▶ _GOAL_: Duplicate each of the following entries line for line, keeping every word and coordinate unchanged.
>> BEGIN INFORMATION GIVEN
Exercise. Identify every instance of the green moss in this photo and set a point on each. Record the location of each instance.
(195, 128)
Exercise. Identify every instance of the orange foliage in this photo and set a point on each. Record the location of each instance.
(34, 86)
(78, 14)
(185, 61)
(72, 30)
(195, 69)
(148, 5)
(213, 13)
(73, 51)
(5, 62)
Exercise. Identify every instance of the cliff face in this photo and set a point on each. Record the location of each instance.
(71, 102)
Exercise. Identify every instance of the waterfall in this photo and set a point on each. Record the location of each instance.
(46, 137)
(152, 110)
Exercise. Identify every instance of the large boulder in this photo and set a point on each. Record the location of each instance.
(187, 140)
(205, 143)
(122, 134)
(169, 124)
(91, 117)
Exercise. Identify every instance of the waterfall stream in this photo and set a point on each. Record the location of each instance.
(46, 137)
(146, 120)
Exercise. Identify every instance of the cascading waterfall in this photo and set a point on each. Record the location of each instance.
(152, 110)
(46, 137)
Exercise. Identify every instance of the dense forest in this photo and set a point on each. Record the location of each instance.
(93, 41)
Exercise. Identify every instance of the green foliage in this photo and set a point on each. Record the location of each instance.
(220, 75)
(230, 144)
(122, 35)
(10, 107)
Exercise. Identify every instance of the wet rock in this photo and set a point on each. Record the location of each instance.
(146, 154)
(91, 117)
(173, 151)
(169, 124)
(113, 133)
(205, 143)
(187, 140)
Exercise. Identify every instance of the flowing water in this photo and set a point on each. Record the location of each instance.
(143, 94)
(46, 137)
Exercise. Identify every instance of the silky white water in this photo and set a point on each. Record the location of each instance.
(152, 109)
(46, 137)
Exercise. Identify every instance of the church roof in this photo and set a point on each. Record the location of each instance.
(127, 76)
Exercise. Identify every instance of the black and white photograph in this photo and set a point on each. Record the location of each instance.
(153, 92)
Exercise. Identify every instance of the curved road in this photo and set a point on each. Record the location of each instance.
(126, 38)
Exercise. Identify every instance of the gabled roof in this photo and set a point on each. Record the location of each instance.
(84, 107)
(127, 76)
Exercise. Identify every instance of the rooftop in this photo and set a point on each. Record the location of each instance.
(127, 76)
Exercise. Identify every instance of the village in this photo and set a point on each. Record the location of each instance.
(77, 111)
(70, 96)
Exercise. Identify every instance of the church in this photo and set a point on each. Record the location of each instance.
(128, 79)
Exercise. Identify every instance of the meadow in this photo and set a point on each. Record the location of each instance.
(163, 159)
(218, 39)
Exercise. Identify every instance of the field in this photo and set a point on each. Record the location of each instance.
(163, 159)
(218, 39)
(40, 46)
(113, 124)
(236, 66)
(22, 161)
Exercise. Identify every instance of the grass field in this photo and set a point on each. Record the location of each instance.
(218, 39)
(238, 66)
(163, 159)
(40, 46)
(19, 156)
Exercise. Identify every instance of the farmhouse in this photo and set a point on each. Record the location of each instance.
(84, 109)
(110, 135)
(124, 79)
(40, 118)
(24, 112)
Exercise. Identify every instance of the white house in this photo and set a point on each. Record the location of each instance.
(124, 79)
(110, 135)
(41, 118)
>> END INFORMATION GIVEN
▶ _FINISHED EXERCISE_:
Exercise. Identify every instance of the green moss in this photo and set a point on each. Record the location of each instance.
(195, 128)
Exercise. Identify every instance of the orange foliage in this photo and set a point on each. Record the location of each instance.
(34, 86)
(78, 14)
(185, 61)
(72, 30)
(195, 69)
(148, 5)
(213, 13)
(73, 51)
(5, 62)
Exercise. Identify every instance of the cliff face in this photo and set a point on each. Record the location of each instance.
(71, 102)
Exercise. Identify every instance of the waterfall in this photo and set a point on each. Record the location of each instance.
(46, 137)
(152, 110)
Exercise. Identify every instance of the large boulder in this photo and set a point on each. Record the location of each instance.
(187, 140)
(205, 143)
(122, 134)
(169, 124)
(91, 117)
Exercise. Identify every instance of the waterfall stream in this photo and set a point on each. Record the location of each instance.
(46, 137)
(146, 120)
Exercise. Identify every instance of the cascading waterfall in this photo and set a point on each. Record the location of each instance.
(152, 110)
(46, 137)
Exercise. Identify every instance of the dense forest in this photo and set a point on each. Record the location of each instance.
(93, 41)
Exercise. Identify every instance of the green foliage in this photo and set a point on each. Record the location of each instance.
(220, 75)
(230, 144)
(122, 35)
(10, 107)
Exercise. Identify every instance of the wet rock in this photo and set a point on each. Record the location of each instance.
(146, 154)
(91, 117)
(173, 151)
(169, 124)
(113, 133)
(205, 143)
(187, 140)
Exercise. Identify every instance of the flowing water in this photo and set a point on each. Record the location of each instance.
(143, 94)
(46, 137)
Exercise. Identify every instance of the silky white water in this photo and set a point on each. Record the location of each instance.
(152, 109)
(46, 137)
Exercise. Identify every instance of the church roof in this photo and set a point on each. Record the location of each instance.
(127, 76)
Exercise. Identify every instance of the black and white photograph in this photo and set a point on each. Record the location of each instance.
(153, 92)
Exercise. Identify every instance of the curved road in this photo and set a point on each. Record the location of each instance.
(126, 38)
Exercise. Identify every instance of the gabled roof in this photo and set a point on each. Record the location of each instance.
(84, 107)
(127, 76)
Exercise. Identify every instance of the rooftop in this photo and set a point on each. Record the location of each instance.
(127, 76)
Exercise. Identify every instance of the village in this photo and set a point on each. Record the location of each instance.
(77, 111)
(70, 96)
Exercise. Identify every instance of the church in this photo and set a point on each. Record the location of each instance.
(128, 79)
Exercise. Identify every instance of the meadow in this photo and set a point on each. Record the location of each instance.
(163, 159)
(218, 39)
Exercise. Identify every instance of the field in this photo and set a point on each. Record the location of each instance.
(163, 159)
(218, 39)
(40, 46)
(113, 124)
(236, 66)
(22, 161)
Exercise. Identify every instance of the grass field in this photo and set a point on each. Record the location of each instance.
(218, 39)
(238, 66)
(163, 159)
(40, 46)
(19, 156)
Exercise. Identify every instance of the farmhouse in this photo and set a point on each. Record the location of each instance.
(84, 109)
(110, 135)
(124, 79)
(40, 118)
(24, 112)
Exercise. Identify every instance of the white house in this photo and set a point on each. Record the location of each instance.
(124, 79)
(110, 135)
(41, 118)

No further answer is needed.